RECORD EXTRACTS:
────────────────

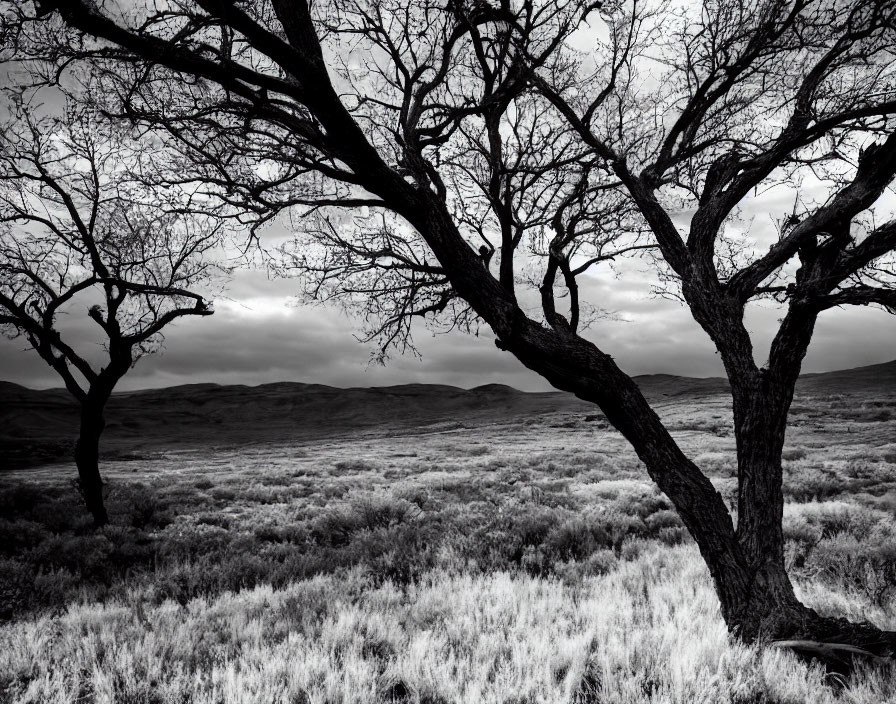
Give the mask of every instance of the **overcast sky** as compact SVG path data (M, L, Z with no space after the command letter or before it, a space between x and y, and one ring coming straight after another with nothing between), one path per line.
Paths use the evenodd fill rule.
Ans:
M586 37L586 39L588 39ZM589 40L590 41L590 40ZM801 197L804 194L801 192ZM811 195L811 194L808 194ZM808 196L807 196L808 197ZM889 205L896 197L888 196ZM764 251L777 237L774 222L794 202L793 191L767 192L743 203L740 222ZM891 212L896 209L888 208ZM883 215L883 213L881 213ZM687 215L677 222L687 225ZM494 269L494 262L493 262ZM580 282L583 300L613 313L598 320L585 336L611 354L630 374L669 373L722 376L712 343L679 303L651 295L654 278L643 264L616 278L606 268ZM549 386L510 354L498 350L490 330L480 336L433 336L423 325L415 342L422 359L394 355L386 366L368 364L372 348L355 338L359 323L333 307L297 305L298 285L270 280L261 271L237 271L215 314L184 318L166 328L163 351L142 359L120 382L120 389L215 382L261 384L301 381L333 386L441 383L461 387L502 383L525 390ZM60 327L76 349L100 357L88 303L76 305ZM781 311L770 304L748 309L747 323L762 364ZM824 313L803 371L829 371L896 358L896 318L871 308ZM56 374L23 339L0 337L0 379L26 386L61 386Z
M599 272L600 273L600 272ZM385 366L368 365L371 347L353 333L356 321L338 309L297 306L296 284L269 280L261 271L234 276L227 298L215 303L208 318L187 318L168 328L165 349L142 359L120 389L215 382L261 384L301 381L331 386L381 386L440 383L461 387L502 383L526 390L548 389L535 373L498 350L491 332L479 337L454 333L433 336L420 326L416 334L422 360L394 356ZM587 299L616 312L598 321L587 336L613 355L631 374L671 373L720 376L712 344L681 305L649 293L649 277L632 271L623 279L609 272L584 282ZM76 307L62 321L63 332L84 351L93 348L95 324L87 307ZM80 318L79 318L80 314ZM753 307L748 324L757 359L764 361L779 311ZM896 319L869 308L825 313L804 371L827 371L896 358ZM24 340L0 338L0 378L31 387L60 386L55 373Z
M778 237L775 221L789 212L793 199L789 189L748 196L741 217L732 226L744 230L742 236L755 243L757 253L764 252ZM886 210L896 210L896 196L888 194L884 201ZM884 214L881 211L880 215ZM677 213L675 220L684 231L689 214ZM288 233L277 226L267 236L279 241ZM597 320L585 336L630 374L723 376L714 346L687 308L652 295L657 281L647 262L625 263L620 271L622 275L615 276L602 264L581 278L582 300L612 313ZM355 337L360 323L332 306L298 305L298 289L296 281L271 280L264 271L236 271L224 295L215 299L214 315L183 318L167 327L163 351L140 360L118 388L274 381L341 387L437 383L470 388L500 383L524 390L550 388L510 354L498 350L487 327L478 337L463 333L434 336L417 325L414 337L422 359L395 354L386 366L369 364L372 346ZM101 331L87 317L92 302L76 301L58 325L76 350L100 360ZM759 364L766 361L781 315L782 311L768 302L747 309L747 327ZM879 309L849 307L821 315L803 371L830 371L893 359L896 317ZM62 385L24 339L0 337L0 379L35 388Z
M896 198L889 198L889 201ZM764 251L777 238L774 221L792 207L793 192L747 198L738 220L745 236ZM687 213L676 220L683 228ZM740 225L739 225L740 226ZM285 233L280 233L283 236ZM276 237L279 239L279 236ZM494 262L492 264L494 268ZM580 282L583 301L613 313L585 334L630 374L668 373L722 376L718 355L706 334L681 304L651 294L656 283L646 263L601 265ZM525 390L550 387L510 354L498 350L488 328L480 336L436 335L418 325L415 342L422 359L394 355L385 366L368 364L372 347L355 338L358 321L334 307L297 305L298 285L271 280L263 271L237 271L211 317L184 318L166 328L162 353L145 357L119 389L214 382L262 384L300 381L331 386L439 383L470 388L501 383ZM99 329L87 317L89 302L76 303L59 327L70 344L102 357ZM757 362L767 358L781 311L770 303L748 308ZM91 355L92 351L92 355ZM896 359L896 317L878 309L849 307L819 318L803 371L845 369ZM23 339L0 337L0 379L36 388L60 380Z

────────────────

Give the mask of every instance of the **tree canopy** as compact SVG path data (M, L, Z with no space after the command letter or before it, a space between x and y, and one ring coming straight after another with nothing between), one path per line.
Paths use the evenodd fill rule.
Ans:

────────────────

WORK TASK: The string "nothing" may appear in the entries. Say how many lines contain it, as a bare number.

OUTPUT OF THE TASK: 2